**Text provided**
AW: Configuration of log compaction

Claudia Wegmann Thu, 28 Feb 2019 01:26:26 -0800

Hi kafka users,

I still have the problem of the log cleaner dying regularly. Yesterday I 
restarted 3 of my brokers in a 5-broker cluster. On two of them the log cleaner 
threads already died again before they were able to clean up most of the old 
data.


A general question in this regard:
1.) What is the exact purpose of the log cleaner? Is it just responsible for 
cleaning up internal topics?
Eventhough the log cleaner shut down, the broker still logs lines such as
"[Log partition=resultGatewayDataDispatcher-11, dir=/data/kafka-logs] Found 
deletable segments with base offsets [42976352] due to retention time 
14400000ms breach (kafka.log.Log)"
and then cleans the stated segments.
But internal topics (for state stores) or the consumer-offset topic do not get 
compacted/cleaned up.

2.) What can I do to stabilize the log cleaning? Is it easier for the log 
cleaner to clean up small segments but many? Up until now I use the default 
configurations for log segment size. Should I reduce it?

Anyone any other ideas?

Best,
Claudia


-----Ursprüngliche Nachricht-----
Von: Claudia Wegmann <c.wegm...@kasasi.de> 
Gesendet: Mittwoch, 19. Dezember 2018 08:50
An: users@kafka.apache.org
Betreff: AW: Configuration of log compaction

Hi Liam,

My brokers are running in version 2.0.0 Restarting was not a problem, it just 
seemed "a lot" for just restarting the log cleaner. I will think about piping 
the logs of the log cleaner to elk. And I will definitely keep an eye on the 
logs to see if the error occurs again.

Thanks again!

Best,
Claudia

-----Ursprüngliche Nachricht-----
Von: Liam Clarke <liam.cla...@adscale.co.nz>
Gesendet: Dienstag, 18. Dezember 2018 23:05
An: users@kafka.apache.org
Betreff: Re: Configuration of log compaction

Kia ora Claudia,

What version Kafka are you running? I can't find the specified code in Kafka 
1.0.0.

With regards to your questions:

1) I don't think so, but I'm just guessing here.
2) The log cleaner logs, if piped into something like Elasticsearch could be 
used to monitor it?
3) No, it's a thread started by the broker. I imagine you're using an old 
broker version, around 0.8.2 perhaps? We've found that rolling broker restarts 
with 0.11 are rather easy and not to be feared.

Kind regards,

Liam Clarke

On Tue, Dec 18, 2018 at 10:43 PM Claudia Wegmann <c.wegm...@kasasi.de>
wrote:

> Hi Liam,
>
> thanks for the pointer. I found out, that the log cleaner on all kafka 
> brokers died with the following error message:
>
> [2018-12-04 15:33:24,886] INFO Cleaner 0: Caught segment overflow 
> error during cleaning: Detected offset overflow at offset -1 in 
> segment LogSegment(baseOffset=3605669, size=6970326)

**What the task requires**
Can you copy, word for word, the part of the log compaction thread above that opens with the words containing "What version Kafka" and closes with "to be feared."?

**Given data**
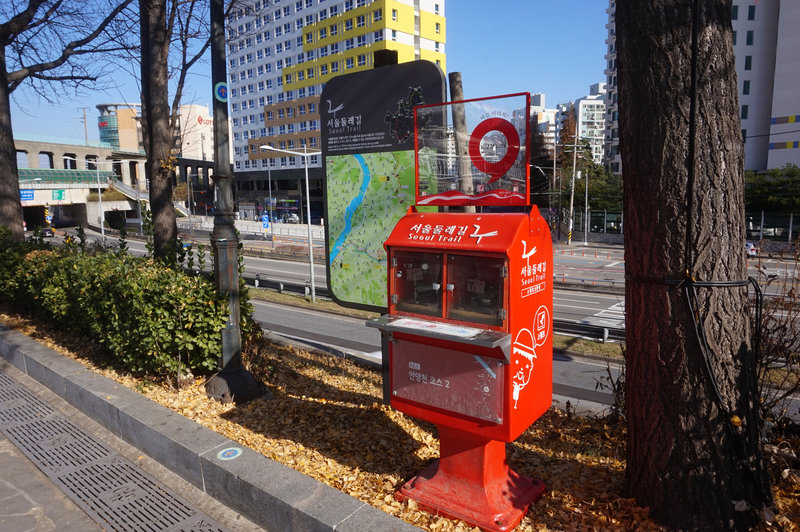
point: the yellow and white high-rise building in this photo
(280, 55)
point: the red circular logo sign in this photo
(495, 169)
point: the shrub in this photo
(152, 318)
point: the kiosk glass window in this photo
(475, 288)
(418, 282)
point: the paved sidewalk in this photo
(29, 501)
(221, 474)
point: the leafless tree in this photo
(174, 36)
(694, 454)
(50, 45)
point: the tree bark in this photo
(159, 139)
(686, 460)
(10, 206)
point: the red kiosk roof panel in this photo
(493, 233)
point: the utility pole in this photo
(85, 127)
(572, 191)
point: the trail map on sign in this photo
(368, 183)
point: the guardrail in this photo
(585, 330)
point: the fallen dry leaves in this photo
(327, 420)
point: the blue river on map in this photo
(351, 209)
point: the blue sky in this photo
(499, 46)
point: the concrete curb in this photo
(267, 492)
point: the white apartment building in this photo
(589, 113)
(280, 55)
(611, 155)
(766, 46)
(590, 116)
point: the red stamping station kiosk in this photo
(469, 329)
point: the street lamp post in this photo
(305, 154)
(232, 382)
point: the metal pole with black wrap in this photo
(232, 382)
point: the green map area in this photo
(367, 195)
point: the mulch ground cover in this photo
(327, 420)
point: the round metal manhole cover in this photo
(229, 454)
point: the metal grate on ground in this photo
(109, 488)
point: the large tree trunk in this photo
(158, 137)
(10, 206)
(688, 459)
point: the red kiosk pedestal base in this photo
(472, 482)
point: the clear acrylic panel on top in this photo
(473, 152)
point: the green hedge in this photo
(154, 319)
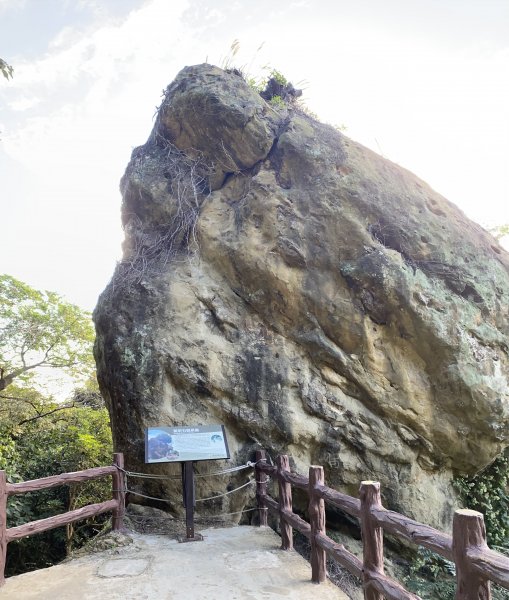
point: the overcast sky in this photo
(425, 83)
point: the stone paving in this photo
(239, 563)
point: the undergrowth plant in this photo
(488, 493)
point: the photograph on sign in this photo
(180, 444)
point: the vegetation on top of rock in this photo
(488, 493)
(6, 69)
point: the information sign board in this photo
(181, 444)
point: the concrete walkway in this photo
(239, 563)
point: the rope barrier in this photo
(226, 493)
(251, 481)
(248, 465)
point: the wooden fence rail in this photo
(476, 564)
(116, 505)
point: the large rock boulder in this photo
(314, 297)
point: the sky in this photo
(424, 83)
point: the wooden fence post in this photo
(118, 492)
(372, 537)
(468, 531)
(317, 522)
(3, 525)
(285, 502)
(261, 488)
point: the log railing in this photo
(116, 505)
(476, 564)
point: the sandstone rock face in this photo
(314, 297)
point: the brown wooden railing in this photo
(476, 564)
(116, 505)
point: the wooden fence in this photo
(116, 504)
(476, 564)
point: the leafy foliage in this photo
(488, 493)
(40, 436)
(71, 440)
(40, 330)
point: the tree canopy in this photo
(39, 435)
(40, 330)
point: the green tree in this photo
(40, 330)
(40, 436)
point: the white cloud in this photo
(77, 111)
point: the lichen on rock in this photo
(317, 299)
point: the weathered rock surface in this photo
(314, 297)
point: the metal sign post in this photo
(186, 445)
(189, 502)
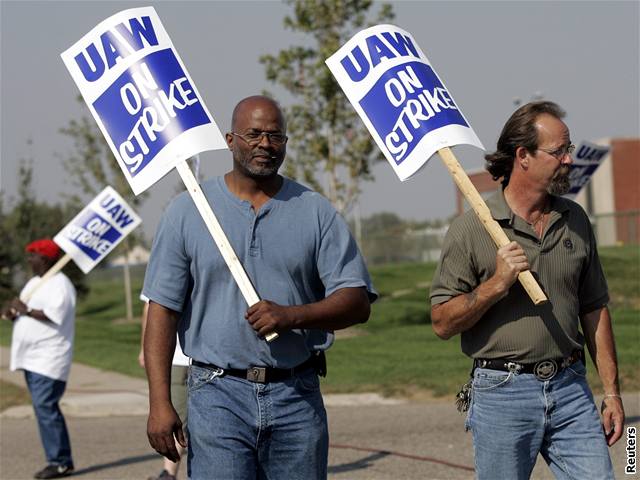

**Expected output**
What version Kafka are you running? I can't find the specified code in Kafka 
1.0.0.

With regards to your questions:

1) I don't think so, but I'm just guessing here.
2) The log cleaner logs, if piped into something like Elasticsearch could be 
used to monitor it?
3) No, it's a thread started by the broker. I imagine you're using an old 
broker version, around 0.8.2 perhaps? We've found that rolling broker restarts 
with 0.11 are rather easy and not to be feared.